**To do**:
A: Print the passage on the per-unit system from "The per-unit system" up to and including "a base quantity.".
B: In the passage on the per-unit system, what is the base voltage generally chosen to be?
C: Continue the passage on the per-unit system, starting after its final sentence.

**Given text**:
The per-unit system is widely used in the power system industry to express values of voltages, currents, powers, and impedances of various power equipment. It is typically used for transformers and AC machines.

For a given quantity (voltage, current, power, impedance, torque, etc.) the per-unit value is the value related to a base quantity.

$$\text{basevalueinp}\text{.u}\text{.=}\frac{\text{quantityexpressedinSIunits}}{\text{basevalue}}$$

Generally the following two base values are chosen:

The base power = nominal power of the equipment

The base voltage = nominal voltage of the equipment

All other base quantities are derived from these two base quantities. Once the base power and the base voltage are chosen, the base current and the base impedance are determined by the natural laws of electrical circuits.

**Data excerpts**:
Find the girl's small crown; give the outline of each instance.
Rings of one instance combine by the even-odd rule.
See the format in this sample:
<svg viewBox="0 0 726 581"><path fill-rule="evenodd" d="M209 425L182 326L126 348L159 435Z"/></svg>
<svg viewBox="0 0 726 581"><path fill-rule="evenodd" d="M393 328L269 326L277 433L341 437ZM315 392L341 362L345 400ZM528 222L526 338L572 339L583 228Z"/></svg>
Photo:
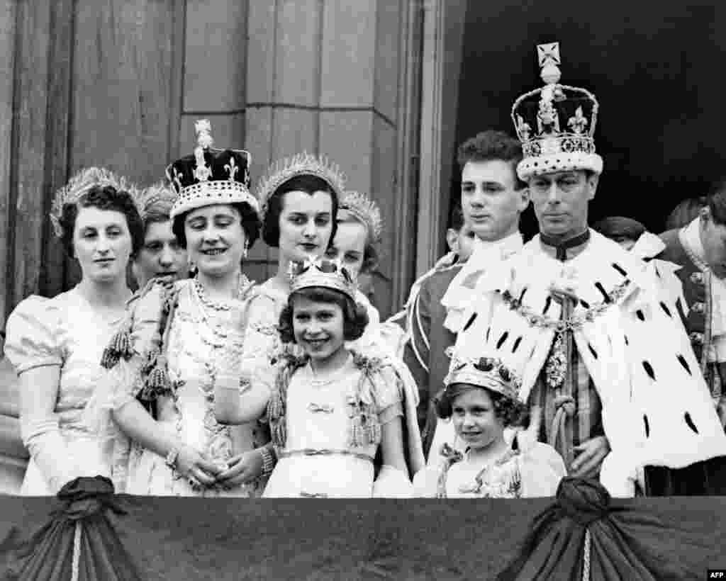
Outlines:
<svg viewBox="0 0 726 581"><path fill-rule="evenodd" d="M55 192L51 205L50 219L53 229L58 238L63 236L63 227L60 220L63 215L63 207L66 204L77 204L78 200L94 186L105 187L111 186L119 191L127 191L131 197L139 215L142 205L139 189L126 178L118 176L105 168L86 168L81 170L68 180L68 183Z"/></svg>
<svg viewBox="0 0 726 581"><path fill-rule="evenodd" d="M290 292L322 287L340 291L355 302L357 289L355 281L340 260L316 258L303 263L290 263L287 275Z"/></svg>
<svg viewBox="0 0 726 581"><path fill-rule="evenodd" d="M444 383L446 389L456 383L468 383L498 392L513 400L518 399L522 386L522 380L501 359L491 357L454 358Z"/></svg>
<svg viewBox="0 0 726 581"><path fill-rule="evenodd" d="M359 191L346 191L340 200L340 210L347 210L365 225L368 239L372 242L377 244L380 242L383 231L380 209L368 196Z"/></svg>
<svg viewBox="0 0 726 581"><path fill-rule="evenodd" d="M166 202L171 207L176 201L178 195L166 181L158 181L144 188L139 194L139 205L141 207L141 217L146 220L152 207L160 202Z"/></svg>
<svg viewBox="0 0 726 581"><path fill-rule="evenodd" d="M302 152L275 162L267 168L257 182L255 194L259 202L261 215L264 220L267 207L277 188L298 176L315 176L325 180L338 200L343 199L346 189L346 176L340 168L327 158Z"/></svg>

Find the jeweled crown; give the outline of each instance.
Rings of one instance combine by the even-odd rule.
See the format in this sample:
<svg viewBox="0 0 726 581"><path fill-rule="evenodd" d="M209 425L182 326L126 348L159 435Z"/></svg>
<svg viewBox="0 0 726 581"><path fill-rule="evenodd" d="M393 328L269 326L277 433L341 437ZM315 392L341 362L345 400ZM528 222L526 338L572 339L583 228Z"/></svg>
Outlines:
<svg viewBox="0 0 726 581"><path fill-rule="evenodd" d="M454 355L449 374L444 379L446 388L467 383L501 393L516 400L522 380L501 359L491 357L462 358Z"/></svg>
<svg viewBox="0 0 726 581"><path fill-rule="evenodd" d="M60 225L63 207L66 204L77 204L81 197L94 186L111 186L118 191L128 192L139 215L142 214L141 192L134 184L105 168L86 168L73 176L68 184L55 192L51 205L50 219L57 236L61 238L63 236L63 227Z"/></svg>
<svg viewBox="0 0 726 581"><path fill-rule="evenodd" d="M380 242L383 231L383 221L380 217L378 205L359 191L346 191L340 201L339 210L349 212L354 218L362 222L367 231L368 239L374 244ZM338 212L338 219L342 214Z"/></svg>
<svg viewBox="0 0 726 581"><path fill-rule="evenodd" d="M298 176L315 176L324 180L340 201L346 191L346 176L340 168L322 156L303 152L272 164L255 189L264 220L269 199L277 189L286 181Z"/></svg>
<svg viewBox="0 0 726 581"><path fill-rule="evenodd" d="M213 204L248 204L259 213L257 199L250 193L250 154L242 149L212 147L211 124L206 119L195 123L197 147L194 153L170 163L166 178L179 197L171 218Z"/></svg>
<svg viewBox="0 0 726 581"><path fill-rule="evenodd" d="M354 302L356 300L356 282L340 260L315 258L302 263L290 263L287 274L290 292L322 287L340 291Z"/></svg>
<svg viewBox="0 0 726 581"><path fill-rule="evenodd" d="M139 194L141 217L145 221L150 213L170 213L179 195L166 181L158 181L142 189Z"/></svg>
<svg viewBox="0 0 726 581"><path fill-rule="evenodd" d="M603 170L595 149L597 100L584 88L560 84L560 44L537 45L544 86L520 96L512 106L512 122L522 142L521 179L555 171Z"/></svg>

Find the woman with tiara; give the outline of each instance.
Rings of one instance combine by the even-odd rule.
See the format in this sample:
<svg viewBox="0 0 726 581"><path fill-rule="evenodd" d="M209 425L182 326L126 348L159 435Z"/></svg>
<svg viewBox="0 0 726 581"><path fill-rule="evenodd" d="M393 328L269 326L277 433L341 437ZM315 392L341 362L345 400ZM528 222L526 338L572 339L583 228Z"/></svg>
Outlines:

**Response list**:
A:
The per-unit system is widely used in the power system industry to express values of voltages, currents, powers, and impedances of various power equipment. It is typically used for transformers and AC machines.

For a given quantity (voltage, current, power, impedance, torque, etc.) the per-unit value is the value related to a base quantity.

B: The nominal voltage of the equipment.

C:
$$\begin{array}{l}\text{basecurrent=}\frac{\text{basepower}}{\text{basevoltage}}\\ \text{baseimpedance=}\frac{\text{basevoltage}}{\text{basecurrent}}\text{=}\frac{{\text{(basevoltage)}}^{2}}{\text{basepower}}\end{array}$$

For a transformer with multiple windings, each having a different nominal voltage, the same base power is used for all windings (nominal power of the transformer). However, according to the definitions, there are as many base values as windings for voltages, currents, and impedances.

The saturation characteristic of saturable transformer is given in the form of an instantaneous current versus instantaneous flux-linkage curve: [i1 phi1; i2 phi2; ..., in phin].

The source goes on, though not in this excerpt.